## What to do
1. List every basking surface material that the flood bulb post mentions.
2. Continue the flood bulb post from where it stops.

# Using outdoor flood bulbs



## SnakeCharmr728 (Jan 8, 2014)

Outdoor Flood bulbs: 

I have been using low wattage, Par38 outdoor halogen flood bulbs for my basking tegus (and monitors too!) for a very long time. They produce high heat and the low watts helps save on electricity bills and does not dry out the air as much as high wattages do so it helps maintain proper humidity levels. For example, when using Zoo Med/Exo-terra or other reptile brand heat and basking bulbs you would have to use very high watts such as 150 or higher to achieve high basking temps, whereas with the outdoor flood bulbs you can do a cluster of 50-60watts. In my 8x3x3 and 8x4x4 enclosures I have a cluster of 2-3, 60 watt bulbs to create a surface temp of 130-135f degrees for my adults. Any smaller sized tegus can handle 1 or 2 bulbs. The idea of cluster lighting is to give an even amount of heat from their snout to vent to effectively heat their body to optimal core temp. As the animal grows you can add another bulb to spread out the beam of heat/light. You will have to play around with the different watts (while staying low! No more than a 90watt for each bulb should be needed) as wattage depends on how many bulbs your are offering as well as the height from the basking surface and what the surface is. Slate will heat up warmer than porous rocks such as a cinder block or paving stone. Plywood heats up faster but doesn’t retain the heat as long after the lights have gone off. Remember you will need a temp gun to properly measure surface temperature.

I have also found that the outdoor flood bulbs last longer than typical reptile heat bulbs and if water from your mister hits them, they will not explode. You can find them at walmart, any home improvement store, hardware stores and even some grocery stores have them in the household isle so they are readily available. I prefer to use GE, Phillips, or Sylvania brands as I find they last longer and produce more heat than some of the off-brands. Its important to get the outdoor and floods. Not indoor and not spot bulbs. You want Par38’s as that is the bulb size, any smaller produces too narrow of a stream of light/heat. These bulbs are for heat only, and do not produce UV. If you want to offer UV then you would need a separate uv source such as a florescent ZooMed ReptiSun.

## Data block
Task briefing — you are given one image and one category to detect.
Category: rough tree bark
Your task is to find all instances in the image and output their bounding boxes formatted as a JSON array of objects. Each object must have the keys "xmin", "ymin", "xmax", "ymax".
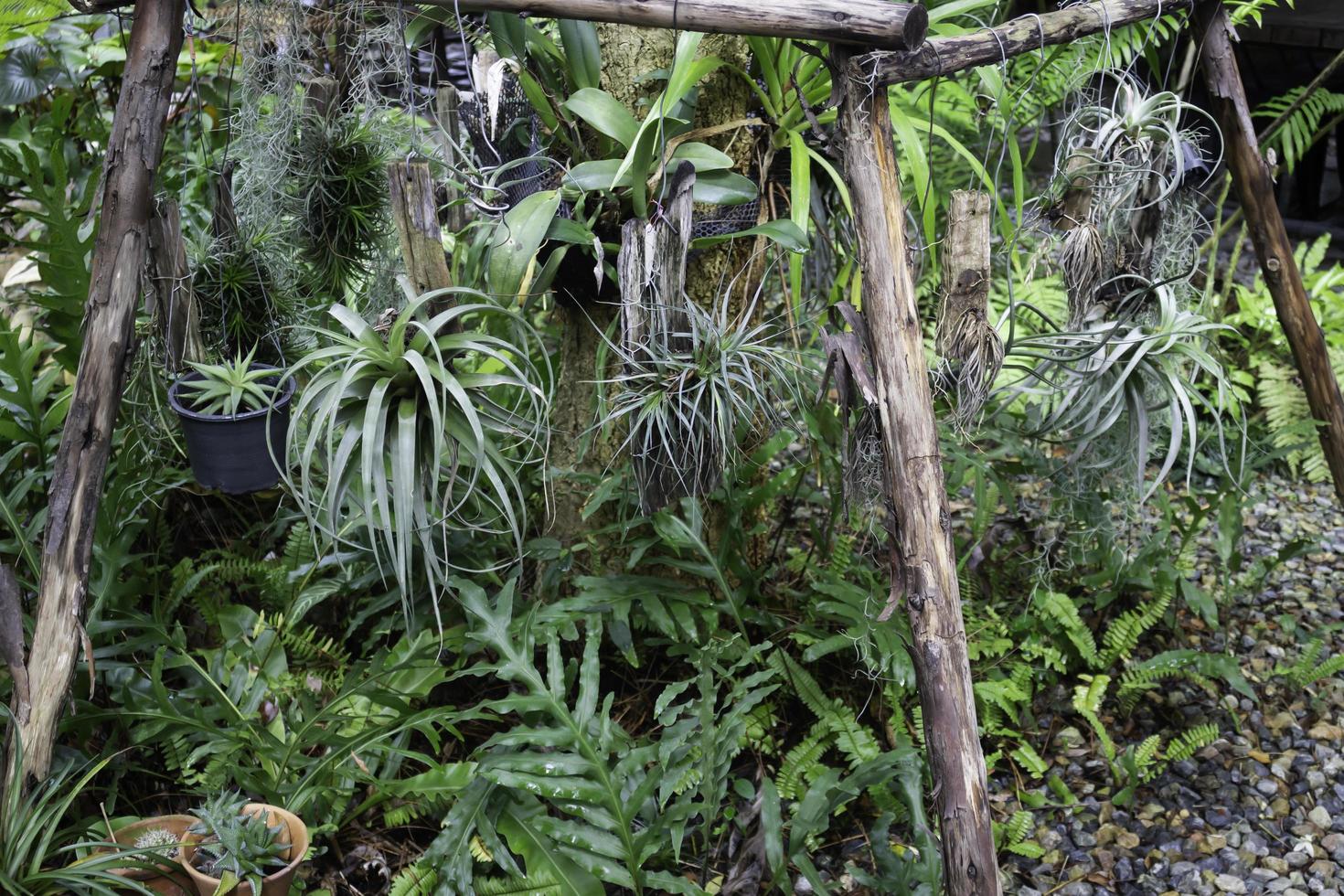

## Results for the exercise
1. Slate, cinder block, paving stone, plywood

2.
----------



## Penny&Dollar (Jan 9, 2014)

Post a pic of the gu laying under the bulb, that way I can see you're enclosure. Lolol


----------



## ferociouscorpion (Jan 9, 2014)

Yup been using them for about 4 years now on all my reptiles.


----------



## Penny&Dollar (Jan 10, 2014)

Okay so right know im using a 4x2x2 enclosure my blue's are about 30 inches mor or less. How many do I need? what wattage do I use?


----------



## ferociouscorpion (Jan 11, 2014)

My blue tegu is 36inches in a 4x2x2 also with about 4inch substrate. I'm using a 45 watt flood light. Which puts the basking temp at 103. I may go up the 55 watt so I can get the basking temp to 110.


----------



## Penny&Dollar (Jan 12, 2014)

Cool thnx really appreciate it.


----------



## Michael Soto (Jan 16, 2014)

How far off the ground do you have ur bulbs?


----------



## KIN_Dante (Feb 9, 2014)

Great idea, but I have trouble wrapping my head around this. Flood lights consume less energy than incandescent light bulbs because they emit less infrared, which is totally useless for human vision. But since we're trying to heat up our animals with visible and infrared light (like the sun), I don't see how regular light bulbs are wasteful in energy.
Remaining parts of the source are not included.